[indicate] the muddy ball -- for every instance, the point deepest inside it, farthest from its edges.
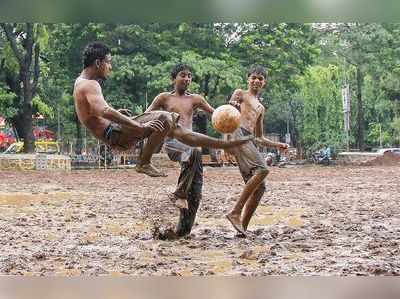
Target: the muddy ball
(226, 119)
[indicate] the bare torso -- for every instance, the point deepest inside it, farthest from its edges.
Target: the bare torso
(184, 105)
(83, 107)
(250, 111)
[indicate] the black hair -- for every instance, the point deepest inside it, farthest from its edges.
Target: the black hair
(179, 68)
(93, 51)
(257, 69)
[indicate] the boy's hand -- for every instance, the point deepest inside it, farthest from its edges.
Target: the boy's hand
(237, 99)
(152, 126)
(125, 112)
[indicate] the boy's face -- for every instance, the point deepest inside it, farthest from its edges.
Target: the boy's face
(104, 66)
(182, 80)
(256, 82)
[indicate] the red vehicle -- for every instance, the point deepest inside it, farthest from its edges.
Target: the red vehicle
(6, 139)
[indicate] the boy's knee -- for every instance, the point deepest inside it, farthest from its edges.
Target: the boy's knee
(262, 171)
(169, 119)
(196, 153)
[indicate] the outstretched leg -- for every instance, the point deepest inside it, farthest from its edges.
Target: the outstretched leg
(194, 139)
(234, 216)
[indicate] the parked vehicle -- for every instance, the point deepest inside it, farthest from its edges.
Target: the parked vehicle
(322, 156)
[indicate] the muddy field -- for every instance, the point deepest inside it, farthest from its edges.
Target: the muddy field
(312, 221)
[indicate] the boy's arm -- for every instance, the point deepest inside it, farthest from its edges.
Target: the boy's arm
(157, 104)
(204, 105)
(261, 139)
(100, 108)
(236, 98)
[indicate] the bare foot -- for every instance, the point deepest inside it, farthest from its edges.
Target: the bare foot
(235, 221)
(180, 203)
(150, 170)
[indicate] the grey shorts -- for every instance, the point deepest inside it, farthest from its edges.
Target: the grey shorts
(116, 136)
(247, 156)
(112, 134)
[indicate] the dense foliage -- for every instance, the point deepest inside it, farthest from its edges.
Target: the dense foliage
(308, 64)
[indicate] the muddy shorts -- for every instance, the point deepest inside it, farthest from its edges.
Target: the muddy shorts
(177, 151)
(247, 156)
(112, 133)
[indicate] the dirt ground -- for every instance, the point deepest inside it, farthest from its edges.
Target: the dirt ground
(313, 220)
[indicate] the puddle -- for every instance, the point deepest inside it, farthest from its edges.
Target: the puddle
(25, 199)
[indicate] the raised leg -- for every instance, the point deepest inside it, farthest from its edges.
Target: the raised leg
(194, 139)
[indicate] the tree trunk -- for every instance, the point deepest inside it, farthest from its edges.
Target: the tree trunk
(360, 111)
(27, 78)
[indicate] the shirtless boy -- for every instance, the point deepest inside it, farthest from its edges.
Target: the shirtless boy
(252, 165)
(120, 131)
(190, 182)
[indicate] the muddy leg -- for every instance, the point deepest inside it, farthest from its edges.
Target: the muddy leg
(188, 216)
(252, 204)
(235, 214)
(196, 139)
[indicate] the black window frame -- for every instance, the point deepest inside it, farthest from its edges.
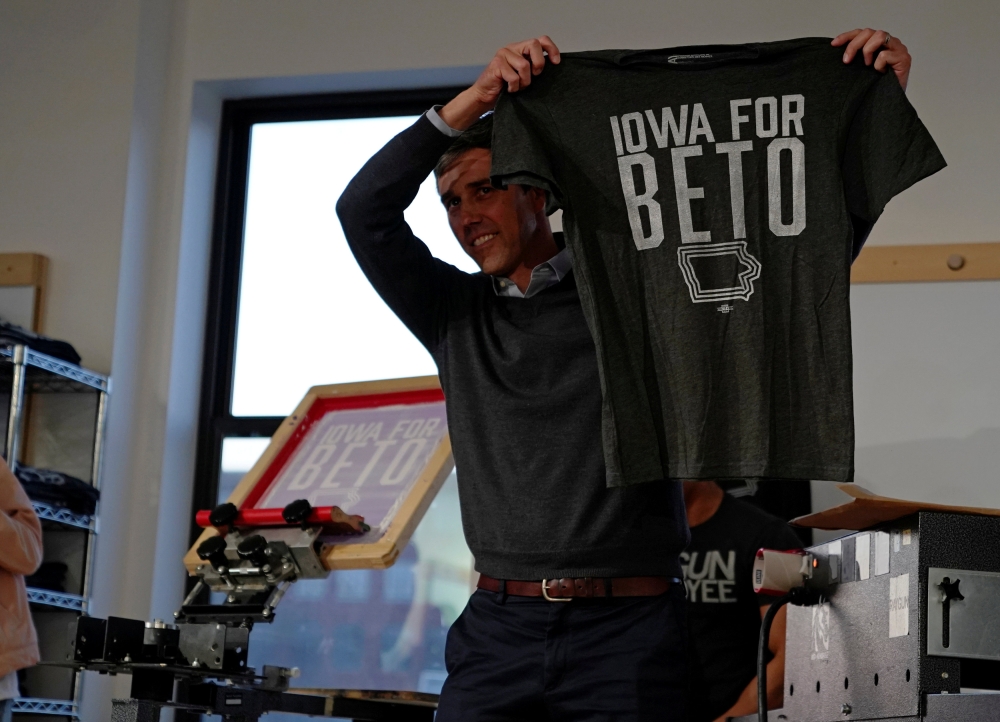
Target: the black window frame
(215, 419)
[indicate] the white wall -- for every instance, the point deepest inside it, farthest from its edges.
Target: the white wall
(108, 113)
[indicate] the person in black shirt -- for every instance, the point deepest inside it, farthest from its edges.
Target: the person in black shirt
(724, 613)
(518, 366)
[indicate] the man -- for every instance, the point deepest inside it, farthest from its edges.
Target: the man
(580, 613)
(724, 613)
(20, 555)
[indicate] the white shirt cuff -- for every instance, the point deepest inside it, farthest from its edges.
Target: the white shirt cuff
(432, 115)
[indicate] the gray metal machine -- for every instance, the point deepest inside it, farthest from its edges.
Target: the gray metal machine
(908, 628)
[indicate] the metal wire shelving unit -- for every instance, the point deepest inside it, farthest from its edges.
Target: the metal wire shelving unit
(27, 373)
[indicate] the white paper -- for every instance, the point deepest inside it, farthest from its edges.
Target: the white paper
(899, 606)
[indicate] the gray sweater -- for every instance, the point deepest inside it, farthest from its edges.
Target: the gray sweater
(523, 396)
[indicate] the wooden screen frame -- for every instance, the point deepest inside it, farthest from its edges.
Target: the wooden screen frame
(376, 555)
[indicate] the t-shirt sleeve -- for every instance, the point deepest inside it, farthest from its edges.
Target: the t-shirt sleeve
(888, 149)
(522, 145)
(780, 537)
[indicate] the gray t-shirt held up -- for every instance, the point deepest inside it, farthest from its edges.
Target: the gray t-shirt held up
(710, 196)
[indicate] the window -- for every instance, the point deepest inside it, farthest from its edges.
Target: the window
(289, 309)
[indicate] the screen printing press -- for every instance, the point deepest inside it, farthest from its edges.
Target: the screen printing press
(342, 485)
(899, 621)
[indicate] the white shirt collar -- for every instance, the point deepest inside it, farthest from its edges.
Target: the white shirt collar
(543, 276)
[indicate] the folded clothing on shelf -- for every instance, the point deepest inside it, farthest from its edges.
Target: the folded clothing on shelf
(58, 489)
(51, 576)
(11, 333)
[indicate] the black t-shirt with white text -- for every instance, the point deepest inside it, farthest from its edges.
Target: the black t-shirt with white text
(708, 196)
(723, 610)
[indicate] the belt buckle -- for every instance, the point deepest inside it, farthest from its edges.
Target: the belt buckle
(545, 594)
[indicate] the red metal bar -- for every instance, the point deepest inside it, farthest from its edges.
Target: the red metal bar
(266, 517)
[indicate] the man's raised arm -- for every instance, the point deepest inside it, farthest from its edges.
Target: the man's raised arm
(409, 279)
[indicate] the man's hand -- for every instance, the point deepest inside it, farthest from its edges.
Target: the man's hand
(894, 54)
(514, 64)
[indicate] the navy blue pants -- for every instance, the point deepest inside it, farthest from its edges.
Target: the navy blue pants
(527, 659)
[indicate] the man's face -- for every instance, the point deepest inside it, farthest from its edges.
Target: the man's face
(494, 226)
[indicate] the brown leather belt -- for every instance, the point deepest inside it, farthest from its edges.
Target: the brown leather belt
(563, 590)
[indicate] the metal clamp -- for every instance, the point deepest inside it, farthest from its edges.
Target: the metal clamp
(545, 594)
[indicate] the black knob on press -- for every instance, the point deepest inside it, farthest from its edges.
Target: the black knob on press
(213, 551)
(297, 512)
(253, 549)
(223, 515)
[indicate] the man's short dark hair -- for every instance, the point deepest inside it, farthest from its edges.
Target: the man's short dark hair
(478, 135)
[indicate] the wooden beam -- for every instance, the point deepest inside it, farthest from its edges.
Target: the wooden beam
(944, 262)
(27, 269)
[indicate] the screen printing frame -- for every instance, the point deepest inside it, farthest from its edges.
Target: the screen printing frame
(319, 401)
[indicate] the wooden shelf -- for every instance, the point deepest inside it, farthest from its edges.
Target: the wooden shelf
(944, 262)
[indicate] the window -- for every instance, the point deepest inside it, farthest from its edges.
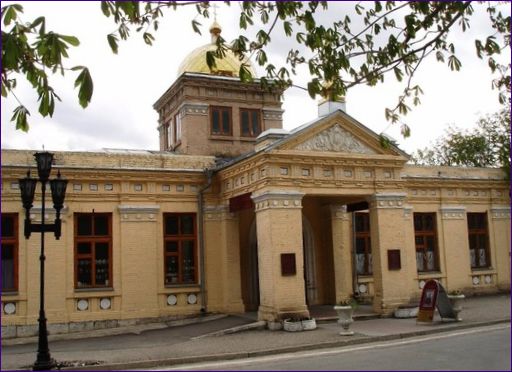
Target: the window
(478, 240)
(9, 252)
(93, 250)
(220, 121)
(180, 248)
(363, 244)
(170, 135)
(250, 123)
(426, 242)
(177, 129)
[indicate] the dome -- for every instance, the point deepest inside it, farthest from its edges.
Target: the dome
(227, 66)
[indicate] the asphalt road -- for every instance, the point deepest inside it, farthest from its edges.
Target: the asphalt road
(485, 348)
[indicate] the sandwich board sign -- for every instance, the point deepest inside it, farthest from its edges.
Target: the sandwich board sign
(433, 296)
(428, 301)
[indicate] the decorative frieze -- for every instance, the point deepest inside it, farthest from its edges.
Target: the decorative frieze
(500, 212)
(194, 109)
(407, 212)
(272, 114)
(138, 213)
(218, 212)
(391, 200)
(49, 213)
(339, 212)
(278, 200)
(452, 212)
(335, 139)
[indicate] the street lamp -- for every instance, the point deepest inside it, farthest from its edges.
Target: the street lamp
(27, 188)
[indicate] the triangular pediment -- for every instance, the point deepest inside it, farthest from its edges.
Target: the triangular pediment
(337, 132)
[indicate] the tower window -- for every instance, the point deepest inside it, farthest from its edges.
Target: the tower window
(220, 121)
(250, 122)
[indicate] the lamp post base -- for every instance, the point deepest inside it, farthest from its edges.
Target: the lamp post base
(44, 365)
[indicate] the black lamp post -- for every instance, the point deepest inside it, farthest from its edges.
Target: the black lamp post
(58, 187)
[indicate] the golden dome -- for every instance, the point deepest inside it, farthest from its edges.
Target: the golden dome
(229, 65)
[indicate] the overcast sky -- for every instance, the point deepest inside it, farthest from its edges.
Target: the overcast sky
(126, 85)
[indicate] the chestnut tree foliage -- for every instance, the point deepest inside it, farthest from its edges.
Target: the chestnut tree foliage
(486, 145)
(365, 45)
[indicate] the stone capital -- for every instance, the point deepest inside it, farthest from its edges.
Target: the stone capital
(452, 212)
(194, 109)
(338, 211)
(500, 212)
(388, 200)
(138, 213)
(278, 200)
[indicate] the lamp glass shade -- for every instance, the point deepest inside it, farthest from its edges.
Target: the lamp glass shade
(58, 187)
(27, 190)
(44, 164)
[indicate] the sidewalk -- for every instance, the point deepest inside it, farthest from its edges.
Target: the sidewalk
(158, 345)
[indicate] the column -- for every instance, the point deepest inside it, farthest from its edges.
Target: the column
(455, 246)
(500, 244)
(279, 232)
(341, 245)
(392, 284)
(222, 249)
(140, 243)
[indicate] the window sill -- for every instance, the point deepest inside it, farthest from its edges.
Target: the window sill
(430, 274)
(483, 270)
(10, 293)
(103, 289)
(220, 137)
(190, 286)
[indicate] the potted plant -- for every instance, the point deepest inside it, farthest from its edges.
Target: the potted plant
(345, 310)
(456, 297)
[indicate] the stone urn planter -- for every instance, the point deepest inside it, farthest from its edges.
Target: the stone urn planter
(297, 325)
(456, 302)
(345, 318)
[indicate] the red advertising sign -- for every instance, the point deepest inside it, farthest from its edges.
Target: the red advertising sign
(428, 301)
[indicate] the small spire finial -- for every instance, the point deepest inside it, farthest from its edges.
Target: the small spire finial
(215, 7)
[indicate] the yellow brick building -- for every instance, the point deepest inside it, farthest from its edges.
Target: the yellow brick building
(235, 214)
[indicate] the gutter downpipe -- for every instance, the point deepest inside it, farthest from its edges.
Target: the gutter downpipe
(200, 230)
(355, 278)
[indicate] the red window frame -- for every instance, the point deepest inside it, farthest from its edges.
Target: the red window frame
(221, 110)
(251, 132)
(180, 239)
(93, 240)
(11, 240)
(478, 235)
(422, 236)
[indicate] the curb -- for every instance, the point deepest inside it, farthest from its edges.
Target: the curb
(246, 327)
(288, 349)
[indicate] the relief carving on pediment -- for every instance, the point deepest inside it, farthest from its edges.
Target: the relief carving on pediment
(335, 139)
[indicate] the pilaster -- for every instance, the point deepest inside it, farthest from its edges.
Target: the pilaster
(279, 232)
(392, 285)
(341, 245)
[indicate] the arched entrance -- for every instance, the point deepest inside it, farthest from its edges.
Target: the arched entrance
(310, 280)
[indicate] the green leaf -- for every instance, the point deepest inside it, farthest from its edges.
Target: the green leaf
(210, 59)
(195, 26)
(20, 117)
(70, 40)
(84, 81)
(148, 38)
(112, 41)
(244, 73)
(105, 8)
(9, 15)
(454, 63)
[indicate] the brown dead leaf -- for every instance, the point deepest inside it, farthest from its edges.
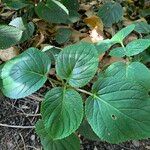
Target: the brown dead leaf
(9, 53)
(77, 36)
(94, 22)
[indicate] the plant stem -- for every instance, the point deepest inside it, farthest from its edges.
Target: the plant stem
(84, 91)
(53, 81)
(13, 126)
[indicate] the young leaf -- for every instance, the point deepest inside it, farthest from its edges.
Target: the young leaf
(110, 13)
(137, 46)
(62, 112)
(25, 74)
(17, 4)
(77, 64)
(9, 36)
(134, 71)
(119, 110)
(119, 36)
(142, 27)
(71, 4)
(53, 11)
(27, 28)
(118, 52)
(70, 143)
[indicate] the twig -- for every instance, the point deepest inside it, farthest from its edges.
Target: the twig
(24, 145)
(14, 126)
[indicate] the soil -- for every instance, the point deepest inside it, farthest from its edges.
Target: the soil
(25, 112)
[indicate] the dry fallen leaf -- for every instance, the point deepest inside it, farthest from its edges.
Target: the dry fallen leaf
(9, 53)
(94, 22)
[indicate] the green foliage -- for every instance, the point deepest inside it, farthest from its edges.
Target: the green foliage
(26, 28)
(120, 36)
(118, 107)
(62, 115)
(25, 74)
(17, 4)
(70, 143)
(77, 64)
(53, 11)
(111, 113)
(142, 27)
(86, 131)
(110, 13)
(9, 36)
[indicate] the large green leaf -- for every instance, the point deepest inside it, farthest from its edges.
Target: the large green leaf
(71, 4)
(134, 71)
(9, 36)
(70, 143)
(110, 13)
(119, 110)
(62, 112)
(77, 64)
(52, 52)
(142, 27)
(53, 11)
(17, 4)
(25, 74)
(137, 46)
(27, 28)
(86, 131)
(120, 35)
(118, 52)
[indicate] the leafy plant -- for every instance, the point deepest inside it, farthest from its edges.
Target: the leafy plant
(116, 109)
***
* [WORK REQUIRED] Please copy every line again, from the line containing "[indicate] the soil" down to the end of the records, with each coordinate in the answer points multiplied by 2.35 and rounded to a whole number, halves rounded up.

* [CORRECT RESULT]
[indicate] the soil -- for every instance, the point deepest inside it, farthest from its edges.
Target: the soil
(59, 263)
[indicate] the dry fallen leaf -- for every instance, the point deepest inside it, farthest from its edges.
Target: the dry fallen leaf
(21, 125)
(221, 52)
[indicate] the green foliage -- for every instance, the point deepest inside it, farthest from its edges.
Target: the green foliage
(61, 66)
(282, 85)
(277, 251)
(146, 270)
(59, 174)
(40, 9)
(165, 336)
(181, 150)
(125, 26)
(261, 266)
(334, 63)
(202, 308)
(259, 31)
(21, 85)
[indicate] the large green leaf -- for every instance, the point deepest inside it, farthest from its edges.
Target: the large green leaf
(167, 9)
(315, 167)
(21, 85)
(165, 336)
(259, 31)
(280, 259)
(146, 263)
(181, 150)
(122, 122)
(334, 63)
(125, 26)
(40, 9)
(59, 174)
(322, 108)
(63, 66)
(202, 308)
(282, 82)
(277, 122)
[indicate] the leafy plant -- for every instance, the point deepest inside it, farthest from its edges.
Target: the leafy plant
(273, 256)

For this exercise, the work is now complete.